[Extrait du jeu de données]
§

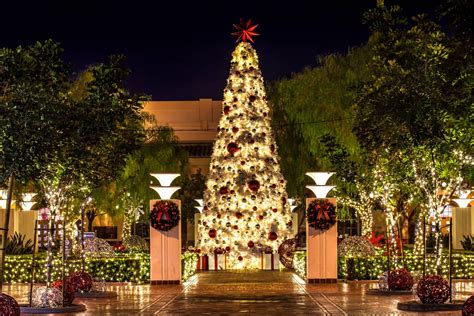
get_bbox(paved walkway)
[5,271,474,316]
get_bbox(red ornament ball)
[462,295,474,316]
[68,271,92,292]
[387,269,413,291]
[51,280,77,306]
[209,229,217,238]
[219,187,229,194]
[0,293,20,316]
[268,232,278,240]
[416,275,451,304]
[227,143,240,155]
[247,180,260,192]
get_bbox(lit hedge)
[4,253,197,283]
[286,251,474,280]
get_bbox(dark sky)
[0,0,437,100]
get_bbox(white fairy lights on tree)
[194,22,292,269]
[412,151,474,267]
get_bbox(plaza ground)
[4,271,474,315]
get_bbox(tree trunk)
[0,174,14,293]
[86,211,97,232]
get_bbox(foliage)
[181,251,199,282]
[179,169,206,223]
[461,235,474,251]
[0,40,69,183]
[5,232,33,255]
[1,253,197,283]
[268,46,370,197]
[93,125,188,223]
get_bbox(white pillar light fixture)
[21,193,37,202]
[150,186,181,200]
[194,199,204,213]
[306,185,336,199]
[195,206,204,213]
[0,190,8,200]
[288,199,298,212]
[306,172,335,185]
[150,173,179,187]
[453,199,474,207]
[18,201,36,211]
[0,199,15,209]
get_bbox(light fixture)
[195,206,204,213]
[288,199,298,212]
[0,190,8,200]
[459,190,471,199]
[21,193,37,202]
[0,199,15,209]
[150,173,179,187]
[18,201,36,211]
[306,185,336,199]
[306,172,335,185]
[453,199,473,207]
[150,186,181,200]
[194,199,204,213]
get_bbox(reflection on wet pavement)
[4,270,474,315]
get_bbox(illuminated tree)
[198,24,292,269]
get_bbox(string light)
[197,43,292,269]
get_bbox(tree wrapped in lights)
[412,148,474,270]
[194,23,292,269]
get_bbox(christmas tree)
[197,22,292,269]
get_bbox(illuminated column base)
[150,200,181,285]
[306,198,337,283]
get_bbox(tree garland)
[306,199,336,231]
[150,200,180,231]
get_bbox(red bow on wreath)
[150,201,180,231]
[316,205,330,221]
[156,206,170,221]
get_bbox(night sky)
[0,0,437,100]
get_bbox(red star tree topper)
[232,19,260,43]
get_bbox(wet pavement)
[4,271,474,315]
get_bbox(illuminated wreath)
[0,293,20,316]
[150,201,180,231]
[416,275,450,304]
[306,199,336,230]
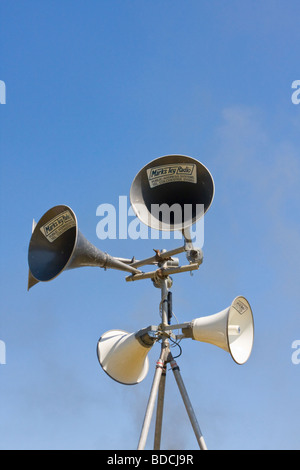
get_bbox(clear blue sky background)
[0,0,300,449]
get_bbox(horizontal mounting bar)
[126,260,199,282]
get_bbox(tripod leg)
[171,357,207,450]
[154,365,167,450]
[138,351,164,450]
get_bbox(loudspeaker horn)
[28,205,140,288]
[97,330,155,385]
[27,219,39,290]
[130,155,214,231]
[182,296,254,364]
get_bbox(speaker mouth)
[97,330,149,385]
[28,205,78,281]
[130,155,214,231]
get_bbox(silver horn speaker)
[182,296,254,364]
[28,205,139,289]
[130,155,214,231]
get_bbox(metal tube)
[137,345,166,450]
[153,366,167,450]
[125,263,199,282]
[131,246,185,268]
[171,358,207,450]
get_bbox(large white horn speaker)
[130,155,214,231]
[28,205,139,288]
[191,296,254,364]
[97,330,155,385]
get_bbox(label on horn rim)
[40,210,76,243]
[147,163,197,188]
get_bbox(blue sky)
[0,0,300,449]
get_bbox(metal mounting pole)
[153,365,167,450]
[137,345,167,450]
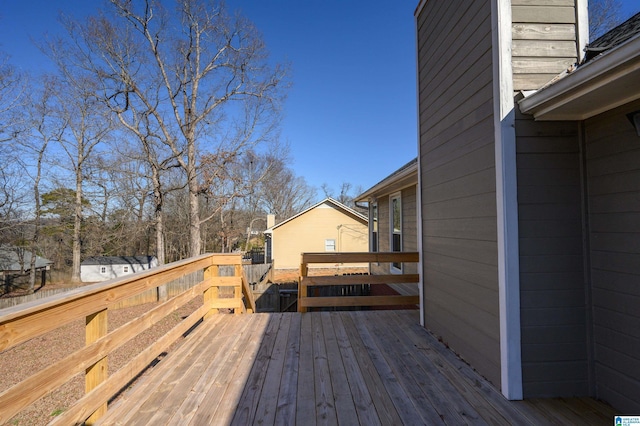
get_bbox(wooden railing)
[298,252,420,312]
[0,254,255,424]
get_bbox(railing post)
[298,257,309,312]
[203,265,220,319]
[85,309,108,425]
[233,264,244,315]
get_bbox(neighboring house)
[0,246,53,291]
[415,0,640,413]
[265,198,369,269]
[80,256,158,282]
[356,158,418,284]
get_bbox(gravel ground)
[0,297,202,426]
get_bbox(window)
[371,202,378,252]
[324,239,336,251]
[389,193,402,272]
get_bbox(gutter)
[518,35,640,120]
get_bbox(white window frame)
[324,238,336,252]
[389,192,403,274]
[369,201,380,253]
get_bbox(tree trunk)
[71,167,82,283]
[185,143,201,257]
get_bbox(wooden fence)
[298,252,420,312]
[0,254,255,424]
[0,263,271,309]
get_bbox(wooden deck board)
[275,315,302,425]
[95,311,613,426]
[320,312,358,425]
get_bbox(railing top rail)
[302,252,420,263]
[0,254,242,350]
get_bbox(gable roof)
[80,256,156,265]
[0,246,53,272]
[518,13,640,120]
[356,158,418,201]
[264,197,369,234]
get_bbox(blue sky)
[0,0,640,196]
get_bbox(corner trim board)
[491,0,523,400]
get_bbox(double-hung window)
[371,202,378,252]
[389,192,402,272]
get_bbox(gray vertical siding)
[417,0,500,386]
[585,102,640,414]
[516,108,589,398]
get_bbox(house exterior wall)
[80,259,158,283]
[511,0,578,90]
[272,203,369,269]
[416,0,501,387]
[584,102,640,413]
[516,105,589,398]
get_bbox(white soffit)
[518,37,640,121]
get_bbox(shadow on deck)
[99,311,614,425]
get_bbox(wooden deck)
[100,311,614,425]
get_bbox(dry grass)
[0,297,202,425]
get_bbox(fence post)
[298,255,309,312]
[233,257,244,315]
[85,309,108,425]
[203,265,220,319]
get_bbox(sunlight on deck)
[99,311,613,425]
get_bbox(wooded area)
[0,0,316,285]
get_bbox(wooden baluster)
[298,259,309,312]
[204,265,220,319]
[85,309,109,425]
[233,258,244,315]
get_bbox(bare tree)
[52,75,112,282]
[62,0,285,256]
[258,159,316,221]
[321,182,364,210]
[0,52,25,143]
[589,0,622,40]
[16,76,66,293]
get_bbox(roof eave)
[518,37,640,120]
[355,162,418,202]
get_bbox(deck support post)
[298,255,309,312]
[203,265,220,319]
[85,309,108,425]
[233,264,244,315]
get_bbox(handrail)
[0,254,255,424]
[298,252,420,312]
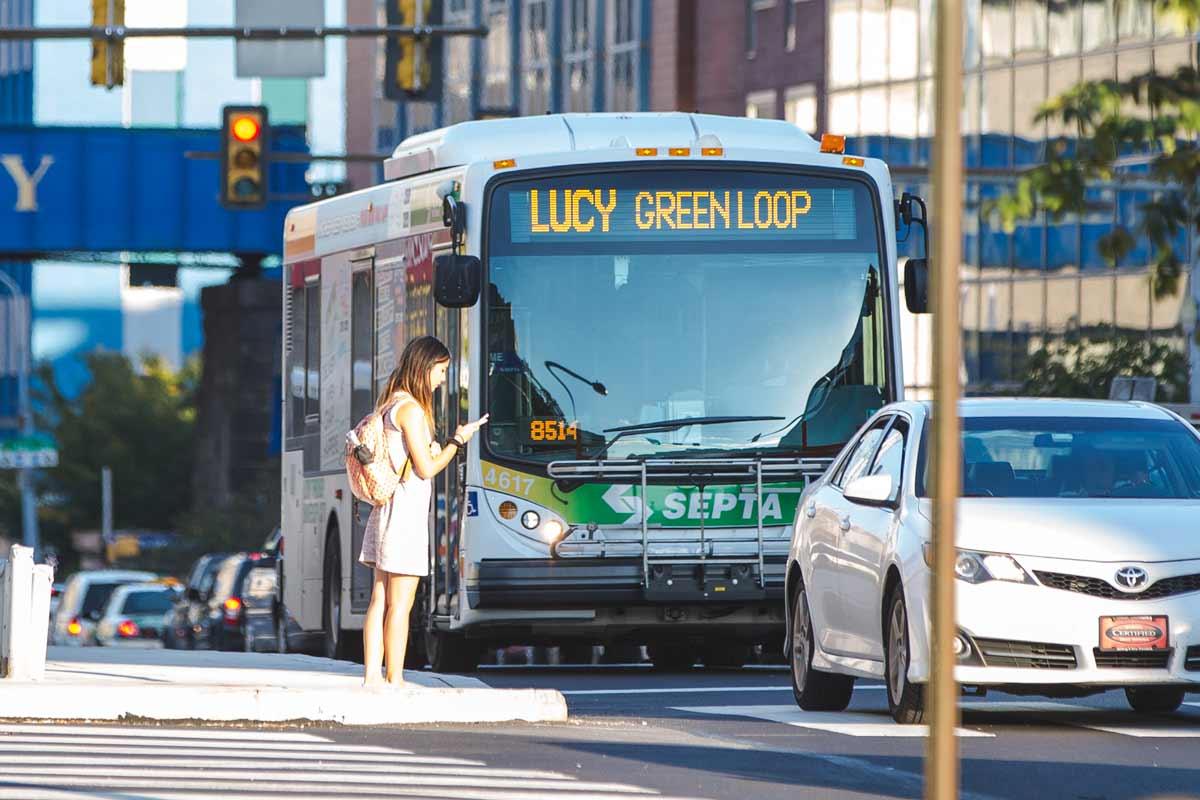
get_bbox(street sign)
[234,0,325,78]
[0,433,59,469]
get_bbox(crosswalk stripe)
[0,754,576,781]
[2,765,656,800]
[674,704,996,739]
[0,738,484,766]
[0,723,329,747]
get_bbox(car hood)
[922,498,1200,563]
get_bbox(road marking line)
[4,754,578,781]
[0,723,330,747]
[0,733,413,756]
[0,738,486,766]
[4,765,658,798]
[674,705,996,739]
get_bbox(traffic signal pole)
[925,0,962,800]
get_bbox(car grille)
[1183,644,1200,672]
[1033,571,1200,600]
[1092,648,1171,669]
[974,638,1078,669]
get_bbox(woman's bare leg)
[383,575,421,686]
[362,570,388,686]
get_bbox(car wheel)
[883,583,925,724]
[646,644,697,672]
[1126,686,1187,714]
[791,584,854,711]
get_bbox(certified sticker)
[1100,616,1168,650]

§

• **CONSIGNE**:
Présentez toutes les données ci-dessus sous forme de liste numérotée, sans les lignes vides. Ne reprenez pas les images dans votre réponse.

• **CORRIGÉ**:
1. get_bbox(paved walkway)
2. [5,271,474,316]
3. get_bbox(red ornament ball)
4. [462,295,474,316]
5. [68,271,92,292]
6. [387,269,413,291]
7. [51,280,77,306]
8. [209,229,217,238]
9. [219,187,229,194]
10. [0,293,20,316]
11. [268,232,278,240]
12. [416,275,451,304]
13. [227,143,240,155]
14. [247,180,260,192]
15. get_bbox(lit hedge)
16. [4,253,197,283]
17. [286,251,474,280]
18. get_bbox(dark sky)
19. [0,0,437,100]
20. get_bbox(white fairy lights on tree)
21. [194,22,292,269]
22. [412,151,474,267]
23. get_bbox(plaza ground)
24. [4,271,474,315]
25. get_bbox(tree trunk)
26. [0,174,14,293]
27. [86,211,97,232]
28. get_bbox(foliage)
29. [181,251,199,282]
30. [179,169,206,223]
31. [461,235,474,251]
32. [0,40,69,183]
33. [5,232,33,255]
34. [1,253,197,283]
35. [268,46,370,197]
36. [93,125,188,223]
37. get_bbox(white pillar light fixture)
38. [21,193,37,202]
39. [150,186,181,200]
40. [194,199,204,213]
41. [306,185,336,199]
42. [195,206,204,213]
43. [0,190,8,200]
44. [288,199,298,212]
45. [306,172,335,185]
46. [150,173,179,187]
47. [453,199,474,207]
48. [18,201,36,211]
49. [0,199,15,209]
50. get_bbox(light fixture)
51. [195,206,204,213]
52. [288,199,298,212]
53. [0,190,8,200]
54. [459,190,471,199]
55. [21,193,37,202]
56. [0,199,15,209]
57. [150,173,179,187]
58. [18,201,36,211]
59. [306,185,336,199]
60. [306,172,335,185]
61. [453,199,473,207]
62. [150,186,181,200]
63. [194,199,204,213]
64. get_bbox(reflection on wet pavement)
65. [4,270,474,315]
66. get_bbox(illuminated tree)
67. [198,24,292,269]
68. get_bbox(string light)
69. [197,43,292,269]
70. get_bbox(tree wrapped in lights)
71. [412,148,474,270]
72. [194,23,292,269]
73. get_bbox(christmas tree)
74. [197,22,292,269]
75. get_bbox(illuminated column base)
76. [150,200,181,285]
77. [306,198,337,283]
78. get_bbox(tree garland)
79. [306,199,336,231]
80. [150,200,180,231]
81. get_bbox(red bow on wreath)
82. [150,201,180,231]
83. [316,205,330,221]
84. [156,206,170,221]
85. get_bbox(night sky)
86. [0,0,437,100]
87. get_bbox(red star tree topper)
88. [232,19,260,43]
89. get_bbox(wet pavement)
90. [4,271,474,315]
91. get_bbox(illuminated wreath)
92. [0,293,20,316]
93. [150,201,180,231]
94. [416,275,450,304]
95. [306,199,336,230]
96. get_bbox(clear blue sky background)
97. [0,0,300,449]
98. get_bbox(horizontal mounting bar)
99. [126,260,199,282]
100. get_bbox(tripod leg)
101. [171,357,207,450]
102. [154,365,167,450]
103. [138,351,164,450]
104. get_bbox(loudspeaker horn)
105. [28,205,140,288]
106. [97,330,155,385]
107. [27,219,39,290]
108. [130,155,214,231]
109. [182,296,254,364]
110. get_bbox(speaker mouth)
111. [97,330,149,385]
112. [28,205,78,281]
113. [130,155,214,231]
114. get_bbox(silver horn speaker)
115. [182,296,254,364]
116. [28,205,139,289]
117. [130,155,214,231]
118. get_bbox(metal tube)
119. [137,345,166,450]
120. [153,366,167,450]
121. [125,263,199,282]
122. [131,246,185,268]
123. [171,358,207,450]
124. get_bbox(large white horn speaker)
125. [130,155,214,231]
126. [28,205,139,288]
127. [191,296,254,364]
128. [97,330,155,385]
129. get_bbox(label on horn rim)
130. [40,210,76,243]
131. [147,163,197,188]
132. get_bbox(blue sky)
133. [0,0,300,449]
134. get_bbox(metal mounting pole)
135. [153,365,167,450]
136. [137,345,167,450]
137. get_bbox(wooden railing)
138. [298,252,420,312]
139. [0,254,255,424]
140. get_bbox(railing post)
141. [298,257,309,312]
142. [203,265,220,319]
143. [85,309,108,425]
144. [233,264,244,315]
145. get_bbox(neighboring house)
146. [0,246,53,291]
147. [415,0,640,413]
148. [265,198,369,269]
149. [80,256,158,282]
150. [356,158,418,284]
151. get_bbox(gravel ground)
152. [0,297,202,426]
153. get_bbox(window)
154. [371,202,378,252]
155. [324,239,336,251]
156. [389,193,402,272]
157. get_bbox(gutter)
158. [518,35,640,120]
159. get_bbox(white window frame)
160. [324,238,336,252]
161. [389,192,403,274]
162. [369,201,380,253]
163. get_bbox(tree trunk)
164. [71,167,82,283]
165. [185,143,201,257]
166. get_bbox(wooden fence)
167. [298,252,420,312]
168. [0,254,255,424]
169. [0,263,271,309]
170. get_bbox(wooden deck board)
171. [275,315,302,425]
172. [95,311,613,426]
173. [320,312,358,425]
174. get_bbox(railing top rail)
175. [302,252,420,263]
176. [0,254,242,350]
177. get_bbox(gable roof)
178. [80,256,156,265]
179. [0,246,53,272]
180. [518,13,640,120]
181. [356,158,418,201]
182. [264,197,369,234]
183. get_bbox(blue sky)
184. [0,0,640,196]
185. get_bbox(corner trim board)
186. [491,0,523,400]
187. get_bbox(double-hung window)
188. [371,202,378,252]
189. [389,192,402,272]
190. get_bbox(gray vertical siding)
191. [417,0,500,386]
192. [585,102,640,414]
193. [516,108,589,398]
194. get_bbox(house exterior wall)
195. [80,259,158,283]
196. [511,0,578,90]
197. [272,203,369,269]
198. [416,0,501,387]
199. [584,102,640,413]
200. [516,105,589,398]
201. get_bbox(white soffit)
202. [518,37,640,121]
203. get_bbox(shadow on deck)
204. [99,311,614,425]
205. get_bbox(wooden deck)
206. [100,311,614,425]
207. get_bbox(dry grass)
208. [0,297,202,425]
209. get_bbox(fence post)
210. [298,255,309,312]
211. [233,257,244,315]
212. [85,309,108,425]
213. [203,265,220,319]
214. get_bbox(sunlight on deck)
215. [99,311,613,425]
216. get_bbox(wooded area)
217. [0,0,316,285]
218. get_bbox(wooden baluster)
219. [298,259,309,312]
220. [204,265,220,319]
221. [85,309,109,425]
222. [233,258,244,315]
223. get_bbox(bare tree)
224. [52,75,112,282]
225. [62,0,285,256]
226. [258,159,316,221]
227. [321,182,364,210]
228. [0,52,25,143]
229. [589,0,622,40]
230. [16,76,66,293]
231. get_bbox(roof eave)
232. [518,37,640,120]
233. [355,162,418,202]
234. get_bbox(deck support post)
235. [298,255,309,312]
236. [203,265,220,319]
237. [85,309,108,425]
238. [233,264,244,315]
239. get_bbox(handrail)
240. [0,254,255,424]
241. [298,252,420,312]
242. get_bbox(street sign)
243. [234,0,325,78]
244. [0,433,59,469]
245. get_bbox(crosswalk stripe)
246. [0,754,576,781]
247. [2,765,656,800]
248. [674,704,996,739]
249. [0,738,484,766]
250. [0,723,329,747]
251. get_bbox(car hood)
252. [922,498,1200,563]
253. get_bbox(road marking line)
254. [4,754,578,781]
255. [0,723,330,747]
256. [0,733,413,756]
257. [0,738,486,766]
258. [4,765,658,798]
259. [674,705,996,739]
260. get_bbox(traffic signal pole)
261. [925,0,962,800]
262. get_bbox(car grille)
263. [1183,644,1200,672]
264. [1033,571,1200,600]
265. [1092,648,1171,669]
266. [974,638,1078,669]
267. get_bbox(woman's bare leg)
268. [383,575,421,686]
269. [362,570,388,686]
270. get_bbox(car wheel)
271. [883,583,925,724]
272. [646,644,697,672]
273. [1126,686,1187,714]
274. [791,584,854,711]
275. get_bbox(certified sticker)
276. [1100,616,1168,650]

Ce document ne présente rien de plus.